#### [Aim of the task]
Which lines in the records below contain the word "opening"? Show each of them in full.

#### [Data entries]
[Start]

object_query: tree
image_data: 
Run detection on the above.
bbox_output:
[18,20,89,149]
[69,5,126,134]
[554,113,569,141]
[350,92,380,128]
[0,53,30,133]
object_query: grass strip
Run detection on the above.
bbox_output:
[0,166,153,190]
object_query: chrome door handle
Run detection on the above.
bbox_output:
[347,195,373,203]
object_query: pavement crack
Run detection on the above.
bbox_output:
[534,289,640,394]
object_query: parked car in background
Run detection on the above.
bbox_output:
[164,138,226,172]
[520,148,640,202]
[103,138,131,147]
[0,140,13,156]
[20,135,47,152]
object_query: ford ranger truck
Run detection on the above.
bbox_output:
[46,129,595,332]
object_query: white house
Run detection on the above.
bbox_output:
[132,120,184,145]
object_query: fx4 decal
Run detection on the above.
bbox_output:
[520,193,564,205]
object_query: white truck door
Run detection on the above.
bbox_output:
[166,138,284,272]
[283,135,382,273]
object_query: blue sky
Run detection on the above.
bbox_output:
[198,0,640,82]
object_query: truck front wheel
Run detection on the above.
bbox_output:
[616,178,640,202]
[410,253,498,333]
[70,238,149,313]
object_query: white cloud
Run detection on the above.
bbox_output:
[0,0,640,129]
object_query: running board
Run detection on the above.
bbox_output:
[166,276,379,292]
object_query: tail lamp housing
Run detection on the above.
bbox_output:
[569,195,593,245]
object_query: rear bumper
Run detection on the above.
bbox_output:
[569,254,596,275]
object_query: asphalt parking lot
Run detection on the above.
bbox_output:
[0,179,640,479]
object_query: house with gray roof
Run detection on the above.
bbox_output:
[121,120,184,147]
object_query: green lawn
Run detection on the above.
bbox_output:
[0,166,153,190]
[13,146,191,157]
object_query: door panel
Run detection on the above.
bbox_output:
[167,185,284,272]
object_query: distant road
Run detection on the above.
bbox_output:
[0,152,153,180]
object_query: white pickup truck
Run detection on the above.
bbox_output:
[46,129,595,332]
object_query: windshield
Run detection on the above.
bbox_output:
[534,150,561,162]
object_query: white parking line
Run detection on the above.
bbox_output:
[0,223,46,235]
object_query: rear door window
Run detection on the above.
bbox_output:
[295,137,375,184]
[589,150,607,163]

[End]
[Start]

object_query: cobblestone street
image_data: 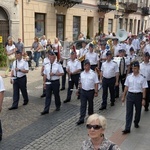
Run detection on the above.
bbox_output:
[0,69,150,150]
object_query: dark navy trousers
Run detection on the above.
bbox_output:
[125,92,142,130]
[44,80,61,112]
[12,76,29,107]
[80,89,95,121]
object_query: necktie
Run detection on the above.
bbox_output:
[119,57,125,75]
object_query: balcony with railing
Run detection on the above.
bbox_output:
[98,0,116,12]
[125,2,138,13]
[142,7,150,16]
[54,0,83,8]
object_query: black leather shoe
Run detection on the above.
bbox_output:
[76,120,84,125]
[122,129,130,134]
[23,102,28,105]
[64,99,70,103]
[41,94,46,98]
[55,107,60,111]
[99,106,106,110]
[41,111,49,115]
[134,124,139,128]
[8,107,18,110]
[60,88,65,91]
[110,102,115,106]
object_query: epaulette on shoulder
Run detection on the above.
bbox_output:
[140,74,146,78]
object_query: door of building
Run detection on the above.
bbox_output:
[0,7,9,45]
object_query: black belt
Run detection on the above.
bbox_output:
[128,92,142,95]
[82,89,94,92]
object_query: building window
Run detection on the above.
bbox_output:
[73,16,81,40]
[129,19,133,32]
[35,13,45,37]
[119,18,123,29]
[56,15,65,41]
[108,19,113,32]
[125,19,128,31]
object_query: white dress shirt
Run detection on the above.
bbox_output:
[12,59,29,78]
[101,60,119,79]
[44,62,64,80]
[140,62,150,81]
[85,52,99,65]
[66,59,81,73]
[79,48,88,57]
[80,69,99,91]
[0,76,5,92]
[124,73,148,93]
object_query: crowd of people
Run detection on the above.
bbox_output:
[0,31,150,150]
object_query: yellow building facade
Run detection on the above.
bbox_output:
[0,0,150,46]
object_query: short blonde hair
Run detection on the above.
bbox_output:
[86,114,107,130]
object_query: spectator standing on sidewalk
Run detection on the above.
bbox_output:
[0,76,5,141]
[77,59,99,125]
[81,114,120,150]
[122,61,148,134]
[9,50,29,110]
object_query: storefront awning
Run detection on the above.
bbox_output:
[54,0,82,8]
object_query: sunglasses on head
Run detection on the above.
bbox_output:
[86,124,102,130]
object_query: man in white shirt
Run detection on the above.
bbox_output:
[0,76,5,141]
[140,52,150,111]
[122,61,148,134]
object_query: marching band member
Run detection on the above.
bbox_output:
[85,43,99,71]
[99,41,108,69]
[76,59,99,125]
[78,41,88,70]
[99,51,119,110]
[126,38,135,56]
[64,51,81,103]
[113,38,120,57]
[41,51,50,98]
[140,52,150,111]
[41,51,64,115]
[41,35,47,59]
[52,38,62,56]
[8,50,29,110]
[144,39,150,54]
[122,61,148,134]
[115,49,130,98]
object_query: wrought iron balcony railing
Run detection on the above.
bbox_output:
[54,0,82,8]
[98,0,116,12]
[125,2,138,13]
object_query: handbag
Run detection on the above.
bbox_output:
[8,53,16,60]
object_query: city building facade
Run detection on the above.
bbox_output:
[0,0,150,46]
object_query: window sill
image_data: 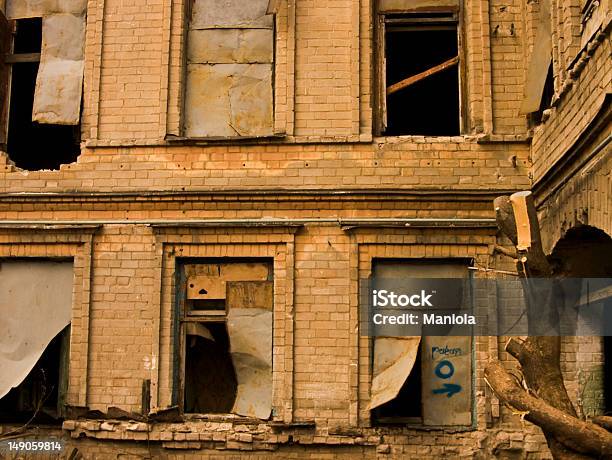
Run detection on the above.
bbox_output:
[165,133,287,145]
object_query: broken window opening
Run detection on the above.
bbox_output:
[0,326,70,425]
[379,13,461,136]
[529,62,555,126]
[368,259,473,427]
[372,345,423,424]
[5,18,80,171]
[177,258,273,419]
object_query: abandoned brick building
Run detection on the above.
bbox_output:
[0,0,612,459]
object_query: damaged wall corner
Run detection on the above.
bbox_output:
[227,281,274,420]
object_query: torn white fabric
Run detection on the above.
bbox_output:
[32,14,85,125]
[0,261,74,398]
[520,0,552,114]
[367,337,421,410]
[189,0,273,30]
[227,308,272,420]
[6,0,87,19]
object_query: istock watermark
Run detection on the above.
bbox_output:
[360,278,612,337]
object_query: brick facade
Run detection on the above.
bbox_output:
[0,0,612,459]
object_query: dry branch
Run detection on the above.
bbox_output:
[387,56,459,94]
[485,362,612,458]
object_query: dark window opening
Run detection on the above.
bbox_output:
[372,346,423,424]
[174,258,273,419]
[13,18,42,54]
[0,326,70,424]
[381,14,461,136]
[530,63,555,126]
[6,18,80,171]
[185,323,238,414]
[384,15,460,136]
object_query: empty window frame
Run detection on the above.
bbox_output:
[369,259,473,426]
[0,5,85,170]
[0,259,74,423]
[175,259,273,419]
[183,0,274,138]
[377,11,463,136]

[End]
[Start]

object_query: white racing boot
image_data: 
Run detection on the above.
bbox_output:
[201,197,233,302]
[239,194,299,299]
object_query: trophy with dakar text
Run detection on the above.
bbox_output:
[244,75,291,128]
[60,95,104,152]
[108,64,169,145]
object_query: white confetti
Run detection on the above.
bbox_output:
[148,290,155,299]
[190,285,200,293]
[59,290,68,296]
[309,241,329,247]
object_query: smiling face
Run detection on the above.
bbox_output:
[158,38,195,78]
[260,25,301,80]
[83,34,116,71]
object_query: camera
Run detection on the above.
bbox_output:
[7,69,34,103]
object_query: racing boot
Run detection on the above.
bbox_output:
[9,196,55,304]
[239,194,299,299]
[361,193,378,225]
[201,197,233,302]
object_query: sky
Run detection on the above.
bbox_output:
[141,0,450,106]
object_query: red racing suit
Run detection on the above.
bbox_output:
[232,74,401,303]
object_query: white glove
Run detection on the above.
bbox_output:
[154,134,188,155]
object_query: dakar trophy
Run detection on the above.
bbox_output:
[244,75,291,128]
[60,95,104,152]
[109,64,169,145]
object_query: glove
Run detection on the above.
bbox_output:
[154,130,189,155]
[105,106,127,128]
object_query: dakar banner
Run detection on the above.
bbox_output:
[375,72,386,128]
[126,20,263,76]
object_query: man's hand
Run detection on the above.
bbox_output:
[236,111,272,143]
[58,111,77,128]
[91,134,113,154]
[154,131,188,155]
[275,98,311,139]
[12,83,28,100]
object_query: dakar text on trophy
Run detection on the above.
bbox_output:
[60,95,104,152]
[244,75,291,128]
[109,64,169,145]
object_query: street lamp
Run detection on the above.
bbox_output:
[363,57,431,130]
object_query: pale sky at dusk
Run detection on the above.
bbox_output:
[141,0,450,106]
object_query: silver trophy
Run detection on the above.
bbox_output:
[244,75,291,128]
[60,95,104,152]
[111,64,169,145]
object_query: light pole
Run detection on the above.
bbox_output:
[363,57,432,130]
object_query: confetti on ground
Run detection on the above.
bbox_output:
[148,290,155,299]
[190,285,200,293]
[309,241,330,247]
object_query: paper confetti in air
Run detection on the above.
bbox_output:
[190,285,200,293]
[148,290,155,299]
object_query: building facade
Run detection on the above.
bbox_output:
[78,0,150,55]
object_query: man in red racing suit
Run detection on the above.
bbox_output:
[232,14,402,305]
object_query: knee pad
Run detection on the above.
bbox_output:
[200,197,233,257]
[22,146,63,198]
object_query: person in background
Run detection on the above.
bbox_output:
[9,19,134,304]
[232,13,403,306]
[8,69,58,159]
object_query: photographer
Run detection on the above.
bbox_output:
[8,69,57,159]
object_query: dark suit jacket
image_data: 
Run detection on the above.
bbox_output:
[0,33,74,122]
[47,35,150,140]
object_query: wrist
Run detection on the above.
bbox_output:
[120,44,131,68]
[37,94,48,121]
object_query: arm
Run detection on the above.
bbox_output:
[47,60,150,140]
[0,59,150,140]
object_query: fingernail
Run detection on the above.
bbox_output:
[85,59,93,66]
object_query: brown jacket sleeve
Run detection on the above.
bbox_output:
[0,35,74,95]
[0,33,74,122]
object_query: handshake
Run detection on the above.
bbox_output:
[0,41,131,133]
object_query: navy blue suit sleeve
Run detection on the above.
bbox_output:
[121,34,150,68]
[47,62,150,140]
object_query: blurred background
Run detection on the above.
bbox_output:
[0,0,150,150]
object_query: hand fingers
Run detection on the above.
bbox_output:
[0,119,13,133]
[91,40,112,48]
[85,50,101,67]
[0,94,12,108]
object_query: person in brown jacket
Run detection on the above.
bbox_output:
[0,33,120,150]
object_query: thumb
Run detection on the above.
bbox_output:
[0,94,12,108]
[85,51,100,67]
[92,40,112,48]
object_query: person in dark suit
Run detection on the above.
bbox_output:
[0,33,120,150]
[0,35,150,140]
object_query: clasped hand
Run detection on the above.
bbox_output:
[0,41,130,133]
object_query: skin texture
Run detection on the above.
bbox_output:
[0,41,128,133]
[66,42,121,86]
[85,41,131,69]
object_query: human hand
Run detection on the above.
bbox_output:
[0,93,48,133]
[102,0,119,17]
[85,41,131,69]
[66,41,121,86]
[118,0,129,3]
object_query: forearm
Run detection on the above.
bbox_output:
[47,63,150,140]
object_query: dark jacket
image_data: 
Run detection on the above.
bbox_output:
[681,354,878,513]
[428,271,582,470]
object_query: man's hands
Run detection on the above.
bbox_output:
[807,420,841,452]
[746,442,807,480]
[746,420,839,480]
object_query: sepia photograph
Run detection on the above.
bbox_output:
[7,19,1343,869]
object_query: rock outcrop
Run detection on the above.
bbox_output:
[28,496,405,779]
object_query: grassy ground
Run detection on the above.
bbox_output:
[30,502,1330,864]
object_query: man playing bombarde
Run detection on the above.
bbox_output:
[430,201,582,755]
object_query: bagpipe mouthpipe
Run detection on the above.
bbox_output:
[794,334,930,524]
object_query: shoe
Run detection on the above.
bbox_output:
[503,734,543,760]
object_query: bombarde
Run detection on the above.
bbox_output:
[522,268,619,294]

[End]

#### [Final result]
object_query: broken window opening
object_query: dark window opening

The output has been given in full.